### EXERCISE GOAL
Starting at the top of the material and ending with the line that contains "output: one SVG", express those lines as a JSON list of strings, one string per line, skipping any blank lines.

### RECORDS FOR THIS TASK

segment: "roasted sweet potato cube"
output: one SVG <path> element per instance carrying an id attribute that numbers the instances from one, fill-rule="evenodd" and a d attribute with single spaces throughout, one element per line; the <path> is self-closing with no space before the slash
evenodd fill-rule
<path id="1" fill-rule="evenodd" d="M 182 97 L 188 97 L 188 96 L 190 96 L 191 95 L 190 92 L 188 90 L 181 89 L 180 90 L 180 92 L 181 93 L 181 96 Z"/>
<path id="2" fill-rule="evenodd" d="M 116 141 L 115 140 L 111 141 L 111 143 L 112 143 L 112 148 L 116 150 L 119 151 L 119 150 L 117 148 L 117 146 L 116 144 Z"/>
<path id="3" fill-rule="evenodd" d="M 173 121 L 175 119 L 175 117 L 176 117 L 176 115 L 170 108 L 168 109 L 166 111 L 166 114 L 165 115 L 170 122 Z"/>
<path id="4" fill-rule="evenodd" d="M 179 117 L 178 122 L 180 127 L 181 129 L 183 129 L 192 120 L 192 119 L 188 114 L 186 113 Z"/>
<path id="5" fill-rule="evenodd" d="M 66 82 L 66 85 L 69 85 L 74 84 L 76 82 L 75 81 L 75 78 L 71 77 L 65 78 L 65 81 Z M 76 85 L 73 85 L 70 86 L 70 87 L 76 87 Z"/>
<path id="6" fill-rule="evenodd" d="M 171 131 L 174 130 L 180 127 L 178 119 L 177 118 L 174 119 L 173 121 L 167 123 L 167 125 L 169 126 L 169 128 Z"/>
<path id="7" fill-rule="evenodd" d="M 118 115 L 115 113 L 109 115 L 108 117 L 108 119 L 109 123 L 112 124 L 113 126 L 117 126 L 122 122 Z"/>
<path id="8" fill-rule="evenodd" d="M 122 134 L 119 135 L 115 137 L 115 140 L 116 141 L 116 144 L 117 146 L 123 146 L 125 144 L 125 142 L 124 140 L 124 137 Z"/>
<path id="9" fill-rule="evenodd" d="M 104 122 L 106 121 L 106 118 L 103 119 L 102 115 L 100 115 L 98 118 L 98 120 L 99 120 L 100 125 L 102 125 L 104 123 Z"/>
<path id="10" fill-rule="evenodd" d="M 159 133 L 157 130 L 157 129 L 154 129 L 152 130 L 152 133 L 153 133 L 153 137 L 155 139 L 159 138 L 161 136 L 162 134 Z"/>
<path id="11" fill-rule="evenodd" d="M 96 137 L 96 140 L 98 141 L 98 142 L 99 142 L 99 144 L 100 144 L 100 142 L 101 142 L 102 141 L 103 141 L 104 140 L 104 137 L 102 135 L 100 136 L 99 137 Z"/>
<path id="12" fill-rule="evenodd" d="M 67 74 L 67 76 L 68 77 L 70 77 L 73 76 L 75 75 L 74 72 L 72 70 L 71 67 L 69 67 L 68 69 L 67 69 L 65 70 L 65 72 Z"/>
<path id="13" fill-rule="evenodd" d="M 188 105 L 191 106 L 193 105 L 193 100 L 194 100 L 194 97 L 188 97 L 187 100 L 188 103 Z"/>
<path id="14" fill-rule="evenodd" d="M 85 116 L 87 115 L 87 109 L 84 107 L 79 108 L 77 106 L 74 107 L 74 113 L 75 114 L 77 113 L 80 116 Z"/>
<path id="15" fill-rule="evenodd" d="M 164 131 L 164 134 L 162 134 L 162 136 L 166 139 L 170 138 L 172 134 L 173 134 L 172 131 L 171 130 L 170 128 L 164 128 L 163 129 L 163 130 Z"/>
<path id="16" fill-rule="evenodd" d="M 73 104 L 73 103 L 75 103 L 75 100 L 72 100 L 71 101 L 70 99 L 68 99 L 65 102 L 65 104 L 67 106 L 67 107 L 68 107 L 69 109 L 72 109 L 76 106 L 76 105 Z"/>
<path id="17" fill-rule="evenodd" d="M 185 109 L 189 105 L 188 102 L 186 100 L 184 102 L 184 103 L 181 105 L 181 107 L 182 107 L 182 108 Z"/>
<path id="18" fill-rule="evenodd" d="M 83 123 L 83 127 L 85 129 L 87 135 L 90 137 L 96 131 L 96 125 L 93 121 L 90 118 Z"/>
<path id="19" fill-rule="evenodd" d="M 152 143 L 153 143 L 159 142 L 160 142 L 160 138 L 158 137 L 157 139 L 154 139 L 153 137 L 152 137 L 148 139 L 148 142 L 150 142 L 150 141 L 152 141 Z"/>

### EXERCISE OUTPUT
[
  "segment: \"roasted sweet potato cube\"",
  "output: one SVG <path> element per instance carrying an id attribute that numbers the instances from one, fill-rule=\"evenodd\" and a d attribute with single spaces throughout, one element per line; the <path> is self-closing with no space before the slash"
]